--- Dataset rows ---

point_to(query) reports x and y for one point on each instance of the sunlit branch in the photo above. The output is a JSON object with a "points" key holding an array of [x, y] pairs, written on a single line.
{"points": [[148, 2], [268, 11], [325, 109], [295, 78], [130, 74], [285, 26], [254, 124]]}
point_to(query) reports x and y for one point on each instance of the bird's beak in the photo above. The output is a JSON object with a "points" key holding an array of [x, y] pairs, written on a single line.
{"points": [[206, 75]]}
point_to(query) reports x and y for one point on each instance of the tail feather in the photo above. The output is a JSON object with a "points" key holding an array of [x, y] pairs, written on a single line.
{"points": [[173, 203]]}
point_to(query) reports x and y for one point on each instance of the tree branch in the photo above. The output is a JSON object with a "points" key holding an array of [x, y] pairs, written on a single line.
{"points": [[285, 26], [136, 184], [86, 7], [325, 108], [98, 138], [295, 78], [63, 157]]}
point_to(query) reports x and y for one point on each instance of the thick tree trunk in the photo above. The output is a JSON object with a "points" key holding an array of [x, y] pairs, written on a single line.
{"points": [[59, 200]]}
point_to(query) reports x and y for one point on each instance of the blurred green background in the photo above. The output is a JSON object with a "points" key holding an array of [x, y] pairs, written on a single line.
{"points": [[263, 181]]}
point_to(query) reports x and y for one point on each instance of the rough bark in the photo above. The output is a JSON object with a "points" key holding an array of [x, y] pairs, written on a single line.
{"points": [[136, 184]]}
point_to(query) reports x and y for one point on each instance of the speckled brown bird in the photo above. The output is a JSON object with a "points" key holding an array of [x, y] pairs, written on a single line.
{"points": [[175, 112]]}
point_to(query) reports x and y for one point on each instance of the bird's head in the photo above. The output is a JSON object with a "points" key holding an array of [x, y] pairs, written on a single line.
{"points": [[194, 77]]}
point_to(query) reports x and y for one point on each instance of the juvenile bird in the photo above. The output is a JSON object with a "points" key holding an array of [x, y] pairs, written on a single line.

---

__What to do__.
Rewrite the listing above, replacing every "instance" with "occurrence" and leaving everything else as it is.

__Final result__.
point_to(query) reports x and y for one point on each occurrence of the sunlit branch in the photo above. The output is a JSON object with a "points" key holding an array of [x, y] pairs, written on a single line.
{"points": [[148, 2], [268, 11], [325, 109], [295, 78], [130, 74], [285, 26], [254, 124]]}
point_to(query) reports x and y for one point on each occurrence of the bird's beak in the photo above. The output is a JSON object with a "points" key holding an array of [x, y] pairs, written on a single line.
{"points": [[206, 75]]}
point_to(query) reports x and y for one point on each occurrence of the tail feather in the photo above. The output is a JSON object with a "points" key holding an array of [x, y] pairs, written on a single line.
{"points": [[173, 203]]}
point_to(query) reports x and y for one point on each occurrence of the tree branch in the photo above. The output is a JSON object with a "points" key holding an array of [x, y] pairs, written on a single line.
{"points": [[285, 26], [136, 184], [86, 7], [325, 108], [98, 138], [295, 78], [63, 157]]}
point_to(query) reports x and y for one point on each occurrence of the thick tree trunk in the photo above. The output is a JSON object with a "points" key holding an array of [x, y] pairs, written on a single line.
{"points": [[59, 200]]}
point_to(query) reports x and y for one point on each occurrence of the blurred green background in the photo above. The output is a JSON object with a "points" key holding an array of [x, y] pairs, written on a single line.
{"points": [[263, 181]]}
point_to(query) reports x and y for one point on each occurrence of the rough bark in the photo above. The output is a JSON object with a "points" key holding an array of [x, y] pairs, written on a single line.
{"points": [[136, 184]]}
point_to(query) reports x and y for one point on each occurrence of the speckled brown bird in the photo above. The output is a JSON object with a "points" key holding an array of [x, y] pairs, written on a single line.
{"points": [[175, 112]]}
point_to(query) reports x and y for one point on each occurrence of the bird's head in the photo above. The output is a JSON object with a "points" key holding an array of [x, y] pairs, written on a single line.
{"points": [[194, 77]]}
point_to(query) reports x and y for one point on each occurrence of the juvenile bird in the photo above. The output is a JSON object with a "points" key holding an array of [x, y] pairs, written on a single line.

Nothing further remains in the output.